[Record excerpts]
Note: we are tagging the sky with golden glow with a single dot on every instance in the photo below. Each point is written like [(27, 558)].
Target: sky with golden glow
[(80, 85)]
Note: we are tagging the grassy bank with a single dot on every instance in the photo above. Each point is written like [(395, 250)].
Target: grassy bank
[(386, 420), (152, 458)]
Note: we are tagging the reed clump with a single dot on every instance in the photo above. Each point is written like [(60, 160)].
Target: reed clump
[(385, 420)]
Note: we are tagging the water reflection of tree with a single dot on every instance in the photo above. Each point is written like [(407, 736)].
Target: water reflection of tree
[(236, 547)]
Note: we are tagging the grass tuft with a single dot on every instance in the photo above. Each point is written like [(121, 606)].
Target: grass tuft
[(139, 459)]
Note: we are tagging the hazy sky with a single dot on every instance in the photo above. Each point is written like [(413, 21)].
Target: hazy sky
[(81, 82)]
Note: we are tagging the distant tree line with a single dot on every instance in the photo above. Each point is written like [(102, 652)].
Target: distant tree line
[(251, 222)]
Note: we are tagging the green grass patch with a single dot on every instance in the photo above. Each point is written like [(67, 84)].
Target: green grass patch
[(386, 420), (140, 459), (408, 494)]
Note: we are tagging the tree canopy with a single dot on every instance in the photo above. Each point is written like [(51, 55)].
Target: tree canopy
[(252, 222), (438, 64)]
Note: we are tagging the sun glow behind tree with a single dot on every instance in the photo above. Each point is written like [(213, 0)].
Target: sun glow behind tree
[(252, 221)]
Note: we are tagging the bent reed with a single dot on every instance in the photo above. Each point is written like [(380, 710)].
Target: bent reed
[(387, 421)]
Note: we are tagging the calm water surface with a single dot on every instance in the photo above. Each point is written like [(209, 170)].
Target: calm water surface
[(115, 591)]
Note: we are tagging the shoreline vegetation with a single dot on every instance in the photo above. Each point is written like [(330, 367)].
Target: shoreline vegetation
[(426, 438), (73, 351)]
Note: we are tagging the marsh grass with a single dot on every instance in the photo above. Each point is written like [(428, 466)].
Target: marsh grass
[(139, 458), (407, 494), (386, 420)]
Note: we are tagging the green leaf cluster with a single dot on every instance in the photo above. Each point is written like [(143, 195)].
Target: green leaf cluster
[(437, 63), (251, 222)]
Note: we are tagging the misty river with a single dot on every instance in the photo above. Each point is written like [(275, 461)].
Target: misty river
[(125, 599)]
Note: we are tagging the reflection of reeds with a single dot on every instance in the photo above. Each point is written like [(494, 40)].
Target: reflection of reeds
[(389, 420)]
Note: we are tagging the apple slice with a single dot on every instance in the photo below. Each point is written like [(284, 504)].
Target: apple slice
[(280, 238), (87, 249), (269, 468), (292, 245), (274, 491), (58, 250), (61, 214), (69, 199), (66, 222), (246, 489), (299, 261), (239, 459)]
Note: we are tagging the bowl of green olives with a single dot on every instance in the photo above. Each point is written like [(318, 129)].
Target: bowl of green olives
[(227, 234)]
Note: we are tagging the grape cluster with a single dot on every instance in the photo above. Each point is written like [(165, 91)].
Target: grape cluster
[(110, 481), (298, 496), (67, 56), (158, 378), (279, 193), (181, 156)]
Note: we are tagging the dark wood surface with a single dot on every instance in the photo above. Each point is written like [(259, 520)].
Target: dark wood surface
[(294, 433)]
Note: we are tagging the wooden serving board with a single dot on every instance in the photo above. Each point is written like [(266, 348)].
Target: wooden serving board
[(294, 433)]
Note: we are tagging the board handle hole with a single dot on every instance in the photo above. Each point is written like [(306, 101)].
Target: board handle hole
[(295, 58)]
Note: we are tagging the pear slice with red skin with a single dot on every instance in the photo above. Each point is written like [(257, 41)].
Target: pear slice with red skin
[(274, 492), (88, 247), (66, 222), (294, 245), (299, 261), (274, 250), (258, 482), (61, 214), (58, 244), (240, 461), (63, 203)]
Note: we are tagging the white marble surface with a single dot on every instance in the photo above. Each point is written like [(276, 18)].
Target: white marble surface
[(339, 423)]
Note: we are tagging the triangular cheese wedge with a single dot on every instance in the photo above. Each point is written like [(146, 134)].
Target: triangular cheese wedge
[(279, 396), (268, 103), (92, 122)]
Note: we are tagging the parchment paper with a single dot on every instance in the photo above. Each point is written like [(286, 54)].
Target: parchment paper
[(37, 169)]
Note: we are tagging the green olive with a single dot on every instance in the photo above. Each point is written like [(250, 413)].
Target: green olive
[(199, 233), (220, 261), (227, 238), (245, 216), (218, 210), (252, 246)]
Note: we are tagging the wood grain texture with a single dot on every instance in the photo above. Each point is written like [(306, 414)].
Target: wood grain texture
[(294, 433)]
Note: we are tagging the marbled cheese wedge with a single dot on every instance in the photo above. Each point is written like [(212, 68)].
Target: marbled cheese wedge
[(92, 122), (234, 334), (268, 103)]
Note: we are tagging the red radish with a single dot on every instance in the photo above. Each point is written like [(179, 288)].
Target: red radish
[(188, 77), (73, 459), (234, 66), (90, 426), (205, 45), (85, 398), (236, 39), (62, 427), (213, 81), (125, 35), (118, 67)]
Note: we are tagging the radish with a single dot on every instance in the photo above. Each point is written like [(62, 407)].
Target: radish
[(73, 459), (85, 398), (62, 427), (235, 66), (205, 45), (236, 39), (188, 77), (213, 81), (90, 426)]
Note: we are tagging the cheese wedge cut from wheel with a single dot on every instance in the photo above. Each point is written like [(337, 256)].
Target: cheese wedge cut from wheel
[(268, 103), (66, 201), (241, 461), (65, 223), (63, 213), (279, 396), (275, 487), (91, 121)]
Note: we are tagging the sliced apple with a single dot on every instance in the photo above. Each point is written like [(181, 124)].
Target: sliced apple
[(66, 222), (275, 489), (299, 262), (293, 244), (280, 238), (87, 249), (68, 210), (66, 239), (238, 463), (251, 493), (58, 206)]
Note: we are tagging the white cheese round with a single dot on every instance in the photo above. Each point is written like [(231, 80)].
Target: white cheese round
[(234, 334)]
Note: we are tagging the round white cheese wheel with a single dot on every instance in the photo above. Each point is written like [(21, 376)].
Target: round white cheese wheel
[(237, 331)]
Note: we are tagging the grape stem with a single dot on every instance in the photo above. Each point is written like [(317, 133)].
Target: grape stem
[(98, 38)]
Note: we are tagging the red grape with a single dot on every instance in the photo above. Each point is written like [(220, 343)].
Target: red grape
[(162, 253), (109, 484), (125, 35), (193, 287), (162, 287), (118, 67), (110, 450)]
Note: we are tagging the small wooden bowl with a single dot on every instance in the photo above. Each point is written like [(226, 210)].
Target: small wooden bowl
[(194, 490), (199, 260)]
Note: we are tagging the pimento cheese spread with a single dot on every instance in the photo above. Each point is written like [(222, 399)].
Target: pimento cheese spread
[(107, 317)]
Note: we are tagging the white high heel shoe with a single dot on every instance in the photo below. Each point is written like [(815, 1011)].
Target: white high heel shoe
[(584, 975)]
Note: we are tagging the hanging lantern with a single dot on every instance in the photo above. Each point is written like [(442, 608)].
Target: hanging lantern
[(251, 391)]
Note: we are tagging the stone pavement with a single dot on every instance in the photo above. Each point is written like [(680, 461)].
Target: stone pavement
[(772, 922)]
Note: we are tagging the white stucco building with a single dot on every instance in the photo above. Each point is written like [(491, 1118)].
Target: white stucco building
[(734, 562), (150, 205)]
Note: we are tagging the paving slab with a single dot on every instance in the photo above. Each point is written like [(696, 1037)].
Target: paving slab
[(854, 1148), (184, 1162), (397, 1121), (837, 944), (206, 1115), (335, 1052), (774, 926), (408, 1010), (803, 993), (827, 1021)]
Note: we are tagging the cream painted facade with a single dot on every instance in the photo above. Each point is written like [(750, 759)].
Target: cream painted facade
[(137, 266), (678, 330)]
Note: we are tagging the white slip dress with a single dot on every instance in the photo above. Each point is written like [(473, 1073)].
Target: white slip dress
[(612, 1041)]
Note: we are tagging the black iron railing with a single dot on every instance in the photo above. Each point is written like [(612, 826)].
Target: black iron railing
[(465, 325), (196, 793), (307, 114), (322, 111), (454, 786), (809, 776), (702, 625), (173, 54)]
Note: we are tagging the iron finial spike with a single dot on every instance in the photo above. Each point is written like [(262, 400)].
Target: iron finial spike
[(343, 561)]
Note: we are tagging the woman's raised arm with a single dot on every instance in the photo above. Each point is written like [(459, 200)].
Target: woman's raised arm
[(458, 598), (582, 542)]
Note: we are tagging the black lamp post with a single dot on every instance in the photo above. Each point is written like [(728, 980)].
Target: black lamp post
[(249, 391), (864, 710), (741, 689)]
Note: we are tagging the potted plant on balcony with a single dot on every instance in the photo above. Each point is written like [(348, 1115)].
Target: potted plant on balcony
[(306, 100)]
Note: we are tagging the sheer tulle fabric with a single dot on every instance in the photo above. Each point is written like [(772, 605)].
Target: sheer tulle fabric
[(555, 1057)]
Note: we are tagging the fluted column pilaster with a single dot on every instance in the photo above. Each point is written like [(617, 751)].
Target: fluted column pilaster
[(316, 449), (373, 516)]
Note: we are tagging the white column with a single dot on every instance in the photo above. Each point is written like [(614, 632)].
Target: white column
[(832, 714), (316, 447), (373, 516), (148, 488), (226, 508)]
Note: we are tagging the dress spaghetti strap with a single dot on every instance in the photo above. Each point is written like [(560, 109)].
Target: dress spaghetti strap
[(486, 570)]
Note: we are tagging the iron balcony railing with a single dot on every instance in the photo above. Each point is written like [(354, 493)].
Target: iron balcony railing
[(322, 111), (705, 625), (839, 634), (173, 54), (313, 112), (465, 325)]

[Short problem]
Return only the lines running from the line with "Note: we are tagging the white column" to the last line of the records, both included, exactly as written.

[Full response]
Note: we are tagging the white column with a single dot on every instance in the photo above. Each point is written like [(614, 632)].
Target: white column
[(832, 714), (316, 447), (373, 516), (148, 488), (226, 508)]
Note: we are tagging the dress spaghetti strap with a single dot on every instance in the photo above. Each point is written like [(560, 109)].
Target: dress spaghetti strap
[(486, 570)]
Note: we are tagging the iron balcony railing with a single dot on every instance in the photo above. Each point is written like [(354, 493)].
Target: iron balcony railing
[(322, 111), (705, 625), (839, 634), (173, 54), (313, 112), (465, 325)]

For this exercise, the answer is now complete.